• TASK DIRECTIONS: Every entry below must appear again, exactly as written.

>>>>

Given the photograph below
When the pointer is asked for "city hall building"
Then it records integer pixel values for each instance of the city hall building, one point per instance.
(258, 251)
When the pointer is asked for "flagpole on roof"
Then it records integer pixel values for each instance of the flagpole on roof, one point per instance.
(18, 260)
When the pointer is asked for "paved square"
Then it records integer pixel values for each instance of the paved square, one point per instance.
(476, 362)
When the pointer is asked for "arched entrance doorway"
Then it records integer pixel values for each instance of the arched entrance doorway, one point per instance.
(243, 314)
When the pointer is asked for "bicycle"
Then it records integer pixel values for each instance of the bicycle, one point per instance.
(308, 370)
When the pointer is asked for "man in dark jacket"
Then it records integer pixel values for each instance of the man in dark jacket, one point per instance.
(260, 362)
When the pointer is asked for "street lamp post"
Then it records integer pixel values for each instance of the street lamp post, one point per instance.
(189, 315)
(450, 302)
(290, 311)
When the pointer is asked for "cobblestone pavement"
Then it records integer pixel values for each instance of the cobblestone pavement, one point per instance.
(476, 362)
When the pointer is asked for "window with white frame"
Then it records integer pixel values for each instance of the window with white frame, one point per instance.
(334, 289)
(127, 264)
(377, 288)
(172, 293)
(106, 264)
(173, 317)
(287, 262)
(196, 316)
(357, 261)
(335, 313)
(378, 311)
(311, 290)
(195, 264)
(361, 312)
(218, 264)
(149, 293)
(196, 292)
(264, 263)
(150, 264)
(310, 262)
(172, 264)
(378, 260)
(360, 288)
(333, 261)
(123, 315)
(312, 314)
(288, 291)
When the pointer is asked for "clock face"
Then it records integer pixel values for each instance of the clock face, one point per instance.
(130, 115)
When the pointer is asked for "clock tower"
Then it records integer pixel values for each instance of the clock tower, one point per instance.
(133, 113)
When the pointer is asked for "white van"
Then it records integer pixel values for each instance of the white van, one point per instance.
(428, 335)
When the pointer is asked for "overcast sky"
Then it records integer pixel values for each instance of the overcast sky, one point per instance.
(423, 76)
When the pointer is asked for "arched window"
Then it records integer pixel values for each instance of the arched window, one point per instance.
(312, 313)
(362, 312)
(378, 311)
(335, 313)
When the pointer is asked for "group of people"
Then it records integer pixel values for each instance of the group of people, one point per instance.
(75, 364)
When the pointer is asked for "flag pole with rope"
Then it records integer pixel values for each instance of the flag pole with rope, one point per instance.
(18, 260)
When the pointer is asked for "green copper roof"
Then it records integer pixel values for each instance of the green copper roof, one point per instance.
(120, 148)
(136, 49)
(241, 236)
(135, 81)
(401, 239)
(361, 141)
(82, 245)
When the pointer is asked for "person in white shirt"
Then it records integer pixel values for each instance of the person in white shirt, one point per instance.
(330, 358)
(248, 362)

<<<<

• TASK ANSWER:
Given the photograph below
When the pointer is asked for "city hall building"
Then it records integer pixel values for each instance of the city hall building, one point per instance.
(258, 251)
When the pointer is asked for "flagpole on roof"
Then it records integer pixel values for each instance of the flagpole on roof, one point per instance.
(18, 260)
When the pointer is asked for "paved square"
Then it records integer pixel values for each instance of the paved square, one point per instance.
(476, 362)
When the pointer is asked for "arched entrance doorway"
Then it records integer pixel values for each instance of the arched entrance doorway, one point per instance.
(243, 314)
When the pointer is asked for "bicycle"
Then it records integer pixel values for each instance of the bicycle, one point per instance.
(308, 370)
When the pointer is asked for "man in dark jacket"
Then it records integer pixel values for each instance of the man in dark jacket, one point per instance.
(260, 362)
When the pointer is asked for "street lamp post"
Then it records integer pixel values for each instance of the street lamp post, one point per instance.
(189, 315)
(450, 302)
(290, 311)
When the pointer is asked for "cobblestone pavement"
Then it records integer pixel values for each instance of the cobblestone pavement, one point per instance.
(476, 362)
When the pointer is asked for "window with white frame"
Then it records integer pixel values for each instance of the window with white frame, one point per instance.
(334, 289)
(127, 264)
(377, 288)
(172, 293)
(106, 264)
(173, 317)
(287, 262)
(196, 316)
(357, 261)
(335, 313)
(378, 311)
(311, 290)
(195, 264)
(361, 312)
(218, 264)
(149, 293)
(196, 292)
(264, 263)
(150, 264)
(310, 262)
(172, 264)
(378, 260)
(360, 288)
(333, 261)
(123, 315)
(312, 314)
(288, 291)
When the pointer is asked for "clock face"
Then it records integer pixel values for each instance of the clock face, one point per instance.
(130, 115)
When the pointer is asked for "clock tower"
Then it records integer pixel values for each instance of the clock tower, one point per instance.
(133, 113)
When the pointer is asked for "white van"
Then it records integer pixel values for each instance of the white van, one point per instance.
(428, 335)
When the pointer is asked for "overcast sky"
Then it records integer pixel values for each instance of the overcast sky, one point per instance.
(423, 76)
When the pointer is asked for "arched window"
Then it records integer pixel values for each instance of the arched window, one point per instance.
(312, 313)
(362, 312)
(378, 311)
(335, 313)
When the pointer is asked for "group of people"
Then it records integer pixel values for each instance of the group of people, one point per instance.
(75, 364)
When the pointer is asked for "flag pole with rope"
Then it records integer pixel values for each instance of the flag pole with rope, one point per instance.
(18, 260)
When the pointer is asked for "green copper roof"
Then it records integer pixel values for each instance of the green copper roof, one point per instance.
(120, 148)
(136, 49)
(241, 236)
(135, 81)
(401, 239)
(361, 141)
(82, 245)
When the pointer is asked for "person in white shirt"
Then it records integer pixel values for each instance of the person in white shirt, one point per instance.
(330, 358)
(248, 362)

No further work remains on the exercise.